*Exercise prompt*:
Repeat the material from its first line through the line containing "29 27 L 54 27", inclusive, swapping "wispy cloud" for "cirrus cloud" and leaving everything else as it is.

*Source data*:
+-------+

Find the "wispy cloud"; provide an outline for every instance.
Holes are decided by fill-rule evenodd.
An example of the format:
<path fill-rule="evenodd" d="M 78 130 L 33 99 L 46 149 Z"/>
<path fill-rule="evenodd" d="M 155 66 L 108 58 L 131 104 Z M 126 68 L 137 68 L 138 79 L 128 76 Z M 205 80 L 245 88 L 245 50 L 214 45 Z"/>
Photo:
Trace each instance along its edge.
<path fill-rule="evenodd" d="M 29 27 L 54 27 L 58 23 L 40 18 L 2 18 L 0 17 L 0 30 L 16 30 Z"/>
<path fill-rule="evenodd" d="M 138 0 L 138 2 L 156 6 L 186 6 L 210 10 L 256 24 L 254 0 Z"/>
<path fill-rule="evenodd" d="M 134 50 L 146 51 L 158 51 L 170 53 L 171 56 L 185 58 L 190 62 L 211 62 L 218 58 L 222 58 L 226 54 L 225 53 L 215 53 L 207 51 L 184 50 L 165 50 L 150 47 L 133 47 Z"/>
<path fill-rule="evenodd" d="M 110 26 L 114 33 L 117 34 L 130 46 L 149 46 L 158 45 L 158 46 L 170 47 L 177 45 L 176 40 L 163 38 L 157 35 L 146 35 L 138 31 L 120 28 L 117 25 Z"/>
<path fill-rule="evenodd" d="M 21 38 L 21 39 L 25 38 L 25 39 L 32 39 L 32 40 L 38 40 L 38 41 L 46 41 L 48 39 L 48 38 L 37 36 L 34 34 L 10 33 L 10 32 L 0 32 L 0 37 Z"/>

+-------+

*Result of the task*:
Find the "cirrus cloud"; provide an outline for every instance.
Holes are decided by fill-rule evenodd.
An example of the format:
<path fill-rule="evenodd" d="M 78 130 L 33 99 L 46 149 Z"/>
<path fill-rule="evenodd" d="M 155 66 L 108 58 L 131 104 Z M 126 68 L 137 68 L 138 79 L 128 76 Z M 205 80 L 245 88 L 245 50 L 214 45 Z"/>
Photo:
Trace each instance along its edge.
<path fill-rule="evenodd" d="M 29 27 L 54 27 L 58 23 L 40 18 L 2 18 L 0 17 L 0 30 L 16 30 Z"/>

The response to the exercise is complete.